Hello my VIP member and welcome to this month’s lesson. This lesson’s title is ‘Anger’ err, yeah. Anger… That doesn’t sound like a very positive topic and we’re supposed to be a positive club, right, about thinking positively and doing all these positive things to change the world and contribute and to be great leaders. So why am I talking about anger this month?

Well, I’ll tell you, eventually. Let’s do this step by step and see if I can convince you about why this is an important topic and why, in fact, I feel that anger is a very positive and powerful thing, if used well.

So, the first thing I want to talk about – and this is a basic idea in a lot of different schools of psychology – is that emotions are not negative or positive. Naturally we have this feeling that certain emotions are negative and bad and other ones are positive and good.

So, we can all recognize that happy is a positive emotion. We all would love to feel more happy, but most of us would look at anger as something negative and bad. I don’t want to be angry. That’s not good. Angry people are not fun to be around. Anger, ah, that’s not good.

Same with things like jealousy or sadness, right? We tend to think of these as negative and we have this label in our head that they’re bad and because of that we can actually create a lot of psychological problems because we can try to push those things away.

Or, other people do the opposite. They just let those emotions come out uncontrolled and they can cause a lot of damage and a lot of negative affects. That’s why we think that these are negative or bad.

But the truth is they’re not negative, they’re not positive. What makes them negative or positive is how we use them. You know what we do when we feel angry, what we do when we feel sad or what we do when we feel happy. That’s what really determines if something is positive or negative; if it’s constructive and it builds and it helps or it’s destructive, it hurts and it tears apart. So, anger can be positive and constructive, absolutely it can and I’ll talk more about that.

Anger is a very, very powerful emotion. We all know that, right? I mean when you feel angry, err, it unleashes a lot of energy. If you are really angry you have a ton of energy, so much energy inside of you. Now, you might be really good at holding it in and trying not to show it, but you feel that in your body. You feel that energy. It wants to get out when you’re really angry about something.

THE TASKS
a) Translate this sentence from the anger lesson into Spanish: "Anger is a very, very powerful emotion."
b) Please list every emotion that the anger lesson names.

DATA SHOWN
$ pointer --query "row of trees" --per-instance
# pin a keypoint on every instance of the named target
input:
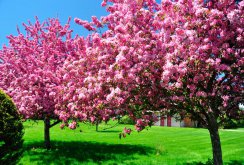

RESULTS FOR EACH TASK
a) La ira es una emoción muy, muy poderosa.

b)
- Anger
- Happiness
- Jealousy
- Sadness